**SOURCE DATA:**
## Start

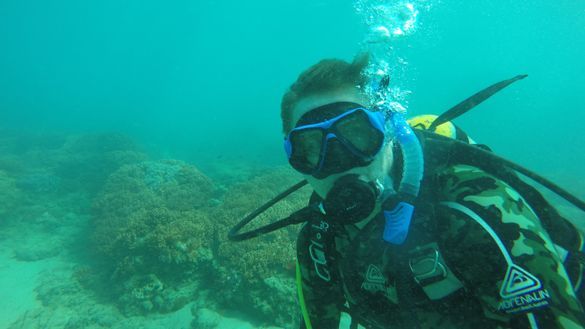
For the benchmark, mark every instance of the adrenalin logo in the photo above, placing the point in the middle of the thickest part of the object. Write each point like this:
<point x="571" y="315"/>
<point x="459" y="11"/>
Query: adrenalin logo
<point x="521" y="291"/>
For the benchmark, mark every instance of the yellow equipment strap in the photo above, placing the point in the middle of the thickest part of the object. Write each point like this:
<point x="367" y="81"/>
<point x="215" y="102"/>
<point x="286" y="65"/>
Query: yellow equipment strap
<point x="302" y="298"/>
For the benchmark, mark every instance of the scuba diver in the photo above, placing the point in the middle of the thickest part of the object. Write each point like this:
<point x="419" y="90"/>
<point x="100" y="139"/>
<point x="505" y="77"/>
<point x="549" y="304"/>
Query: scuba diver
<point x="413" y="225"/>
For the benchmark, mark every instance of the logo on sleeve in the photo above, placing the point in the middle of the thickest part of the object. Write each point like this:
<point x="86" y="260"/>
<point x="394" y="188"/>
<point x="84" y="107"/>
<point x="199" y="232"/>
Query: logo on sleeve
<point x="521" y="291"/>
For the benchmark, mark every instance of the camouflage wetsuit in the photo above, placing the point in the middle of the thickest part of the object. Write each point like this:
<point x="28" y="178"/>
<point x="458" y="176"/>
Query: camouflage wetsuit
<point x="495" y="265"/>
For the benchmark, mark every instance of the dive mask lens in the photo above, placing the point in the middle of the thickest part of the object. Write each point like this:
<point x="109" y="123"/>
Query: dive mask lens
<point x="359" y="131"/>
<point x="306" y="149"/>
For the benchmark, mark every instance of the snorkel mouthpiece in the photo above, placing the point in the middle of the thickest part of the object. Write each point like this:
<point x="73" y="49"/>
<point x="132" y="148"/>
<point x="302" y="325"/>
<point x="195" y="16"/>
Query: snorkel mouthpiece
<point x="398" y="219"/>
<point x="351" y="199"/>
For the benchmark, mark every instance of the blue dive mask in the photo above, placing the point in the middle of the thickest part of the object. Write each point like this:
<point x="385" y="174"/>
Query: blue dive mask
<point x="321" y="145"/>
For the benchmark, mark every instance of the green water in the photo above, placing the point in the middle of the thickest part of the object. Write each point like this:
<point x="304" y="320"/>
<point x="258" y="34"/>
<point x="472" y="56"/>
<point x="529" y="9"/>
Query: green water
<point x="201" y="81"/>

## End

**SHORT PROBLEM:** Every line from the one containing "For the benchmark, mark every instance of the snorkel" through the last line must be copied exactly; leave out the rest.

**EXERCISE OUTPUT:**
For the benchmark, mark every instance of the snorkel mouthpiece in the photo above, placing the point in the middle of the thickest part of the object. Write each point like this:
<point x="73" y="49"/>
<point x="132" y="148"/>
<point x="302" y="325"/>
<point x="195" y="16"/>
Query: snorkel mouthpiece
<point x="398" y="219"/>
<point x="351" y="199"/>
For the benchmark, mark every instance of the blue dive mask in the photo above, placing the point in the middle of the thickest part of the object. Write each point like this:
<point x="385" y="174"/>
Query: blue dive mask
<point x="321" y="145"/>
For the benchmark, mark every instance of the green water in the photo above, placing the point in the middle of the thickest part of the object. Write each point like this:
<point x="304" y="320"/>
<point x="258" y="34"/>
<point x="472" y="56"/>
<point x="529" y="9"/>
Query: green water
<point x="201" y="81"/>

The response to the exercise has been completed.